**Try it**
What comes next in the passage on psychology and executive coaching? Continue it from its final sentence.

Executive coaching is now a key learning strategy implemented by companies who understand the difficult challenges facing leaders today. Given the rate of change and complexity associated with most industries, it is difficult for managers to move into senior leadership roles without honing their skills; executive coaching is only one way to do this but it appears to be more effective than many of the alternatives.
As a Psychologist and Executive Coach, I am sometimes asked, "What does psychology have to do with executive development?" This is an understandable question. Most people associate psychology with mental health clinics or therapy; however, psychology is not just about fixing problems, it is also about making good things better.
People are often promoted into management roles because of technical or functional business capabilities: ability to get results, make decisions, develop premium products or services and deliver them on time. Intellectual strengths are also key, along with a sound understanding of business processes and finances. As people move up the organizational chart they find additional competencies are critical, and this is often where psychology becomes especially important. Developing strategic relationships, building effective teams, managing conflict, dealing with high levels of stress---these are just a few of the competencies required of successful leaders.

(Stored data entries)
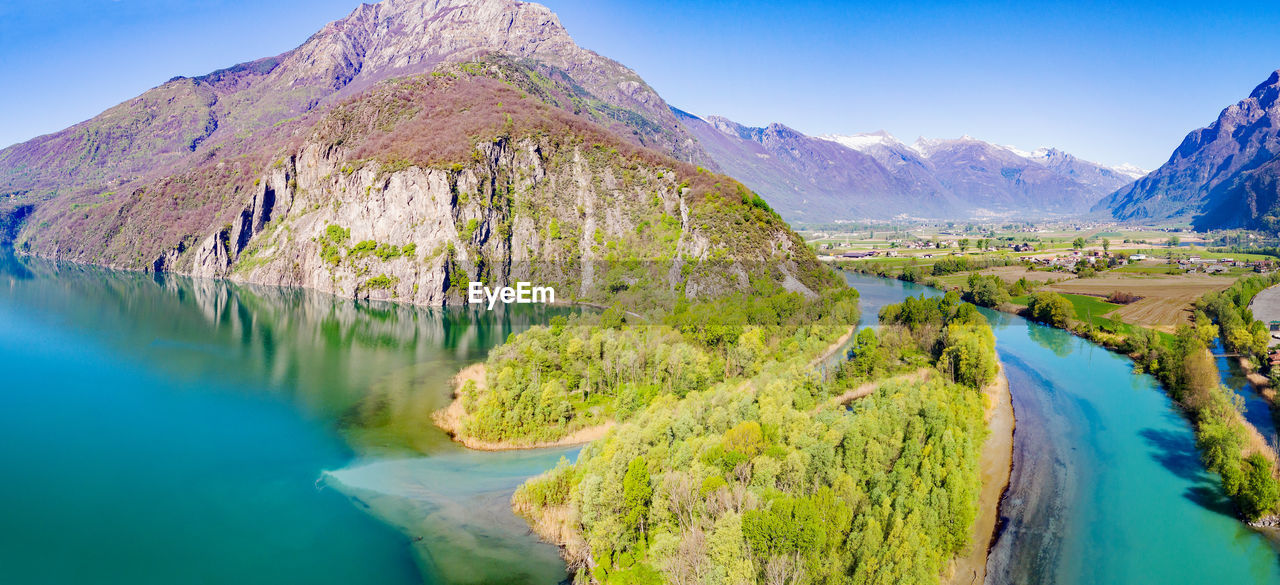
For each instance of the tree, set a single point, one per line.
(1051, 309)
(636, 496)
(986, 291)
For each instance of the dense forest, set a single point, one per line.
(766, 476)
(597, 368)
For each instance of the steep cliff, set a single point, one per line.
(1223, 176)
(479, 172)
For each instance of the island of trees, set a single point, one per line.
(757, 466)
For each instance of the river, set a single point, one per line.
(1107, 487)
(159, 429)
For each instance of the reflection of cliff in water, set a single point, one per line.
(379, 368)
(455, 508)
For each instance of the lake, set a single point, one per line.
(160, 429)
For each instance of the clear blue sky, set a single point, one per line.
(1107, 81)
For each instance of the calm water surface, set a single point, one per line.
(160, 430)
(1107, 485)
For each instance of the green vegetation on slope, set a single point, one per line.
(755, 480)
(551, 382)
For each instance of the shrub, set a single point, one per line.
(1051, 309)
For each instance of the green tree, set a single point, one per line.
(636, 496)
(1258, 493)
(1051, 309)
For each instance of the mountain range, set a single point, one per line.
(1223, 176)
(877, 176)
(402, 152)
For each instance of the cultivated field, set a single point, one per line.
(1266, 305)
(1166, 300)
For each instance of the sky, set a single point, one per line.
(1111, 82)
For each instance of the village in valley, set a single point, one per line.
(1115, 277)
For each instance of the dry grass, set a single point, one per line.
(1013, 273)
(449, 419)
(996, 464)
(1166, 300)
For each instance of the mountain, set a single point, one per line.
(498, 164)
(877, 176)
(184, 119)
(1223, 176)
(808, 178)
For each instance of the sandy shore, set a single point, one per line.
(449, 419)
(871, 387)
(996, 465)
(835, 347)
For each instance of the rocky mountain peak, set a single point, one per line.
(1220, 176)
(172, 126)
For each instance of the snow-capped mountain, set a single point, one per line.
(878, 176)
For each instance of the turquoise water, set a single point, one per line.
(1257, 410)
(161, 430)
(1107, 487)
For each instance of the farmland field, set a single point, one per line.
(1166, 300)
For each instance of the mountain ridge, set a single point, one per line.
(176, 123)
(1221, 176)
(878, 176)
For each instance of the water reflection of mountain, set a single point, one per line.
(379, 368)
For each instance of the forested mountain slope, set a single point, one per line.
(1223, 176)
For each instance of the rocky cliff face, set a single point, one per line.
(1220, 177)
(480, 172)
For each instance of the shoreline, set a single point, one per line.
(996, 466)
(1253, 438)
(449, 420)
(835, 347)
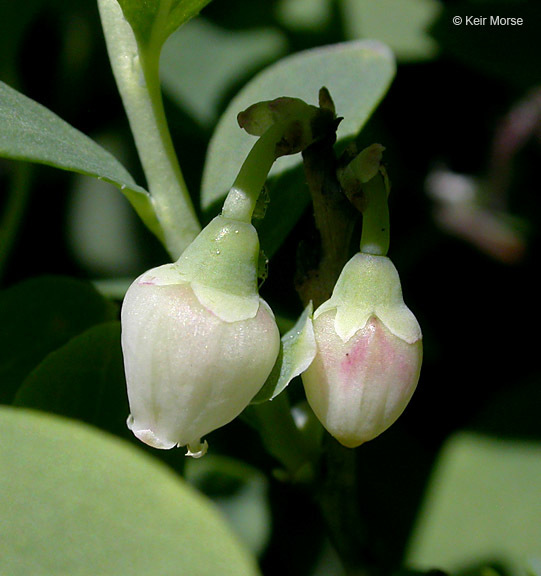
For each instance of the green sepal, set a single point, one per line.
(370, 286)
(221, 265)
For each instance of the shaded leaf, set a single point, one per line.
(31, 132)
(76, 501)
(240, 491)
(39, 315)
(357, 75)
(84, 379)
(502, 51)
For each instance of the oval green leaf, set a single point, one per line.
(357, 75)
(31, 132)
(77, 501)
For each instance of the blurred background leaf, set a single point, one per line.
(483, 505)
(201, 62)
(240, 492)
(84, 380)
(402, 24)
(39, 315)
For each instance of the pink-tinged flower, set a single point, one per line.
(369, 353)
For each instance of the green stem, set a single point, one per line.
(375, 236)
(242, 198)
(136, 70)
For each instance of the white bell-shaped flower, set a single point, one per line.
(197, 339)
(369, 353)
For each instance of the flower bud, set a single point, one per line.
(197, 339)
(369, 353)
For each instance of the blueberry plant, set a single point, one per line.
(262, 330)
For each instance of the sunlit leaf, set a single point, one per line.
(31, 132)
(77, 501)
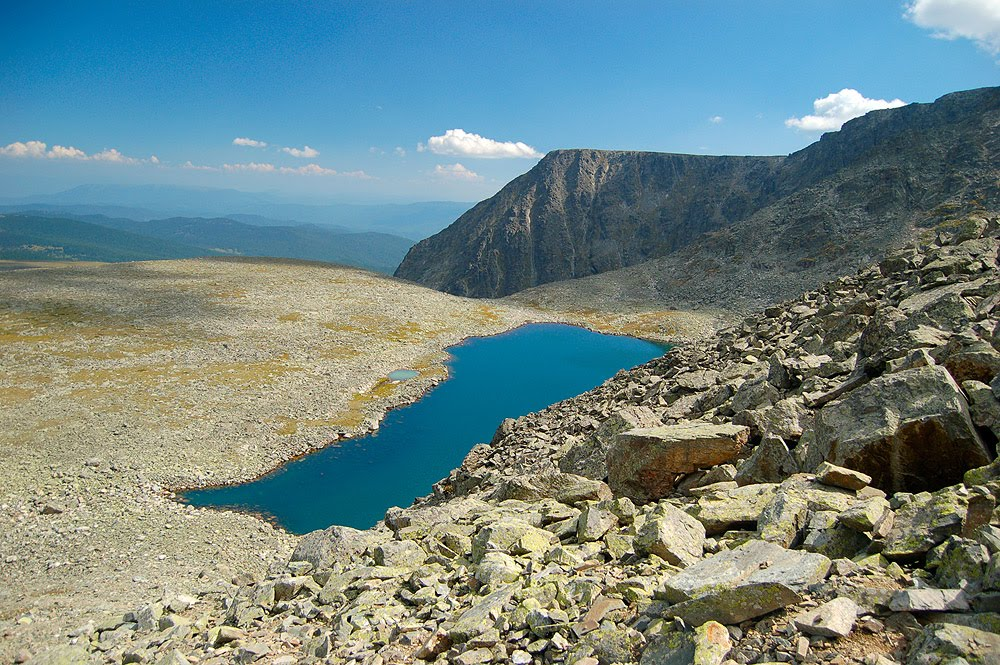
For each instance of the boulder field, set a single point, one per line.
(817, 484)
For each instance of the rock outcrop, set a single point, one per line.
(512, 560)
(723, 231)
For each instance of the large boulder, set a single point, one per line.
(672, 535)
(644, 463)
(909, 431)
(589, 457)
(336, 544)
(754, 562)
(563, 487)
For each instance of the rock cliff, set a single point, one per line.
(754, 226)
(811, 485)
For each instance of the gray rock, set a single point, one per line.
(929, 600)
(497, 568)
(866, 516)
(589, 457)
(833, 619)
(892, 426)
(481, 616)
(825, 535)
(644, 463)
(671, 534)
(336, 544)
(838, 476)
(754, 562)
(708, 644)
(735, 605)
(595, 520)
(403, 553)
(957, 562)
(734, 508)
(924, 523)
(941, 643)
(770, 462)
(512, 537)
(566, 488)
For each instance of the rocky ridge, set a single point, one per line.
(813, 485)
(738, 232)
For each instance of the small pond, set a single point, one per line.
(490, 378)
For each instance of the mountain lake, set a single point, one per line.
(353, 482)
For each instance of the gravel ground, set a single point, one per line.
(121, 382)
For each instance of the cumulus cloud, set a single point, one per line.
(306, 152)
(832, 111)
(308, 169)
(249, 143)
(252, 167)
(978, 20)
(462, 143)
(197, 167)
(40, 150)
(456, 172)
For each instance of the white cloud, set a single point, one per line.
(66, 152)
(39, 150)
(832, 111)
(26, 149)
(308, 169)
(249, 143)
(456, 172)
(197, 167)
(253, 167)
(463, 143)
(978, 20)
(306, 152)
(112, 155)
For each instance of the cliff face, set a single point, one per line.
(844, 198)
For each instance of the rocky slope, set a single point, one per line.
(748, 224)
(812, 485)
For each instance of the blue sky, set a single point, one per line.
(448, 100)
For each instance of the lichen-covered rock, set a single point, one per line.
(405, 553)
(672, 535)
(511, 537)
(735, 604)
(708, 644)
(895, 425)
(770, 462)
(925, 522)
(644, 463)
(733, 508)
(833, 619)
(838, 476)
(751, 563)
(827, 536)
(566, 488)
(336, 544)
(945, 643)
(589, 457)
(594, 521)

**Written reply**
These skills are sometimes referred to as soft skills but in reality there is nothing soft about them. They are at the core of good leadership and they essentially have to do with: who we are, why we do what we do, and whether or not we are successful.
Business functional and technical knowledge is certainly important; however, it is "necessary but insufficient". Those soft and squishy characteristics we usually associate with the world of psychology will present many a challenge to leaders and companies throughout the globe.
Leader know thyself: are you up for the challenge?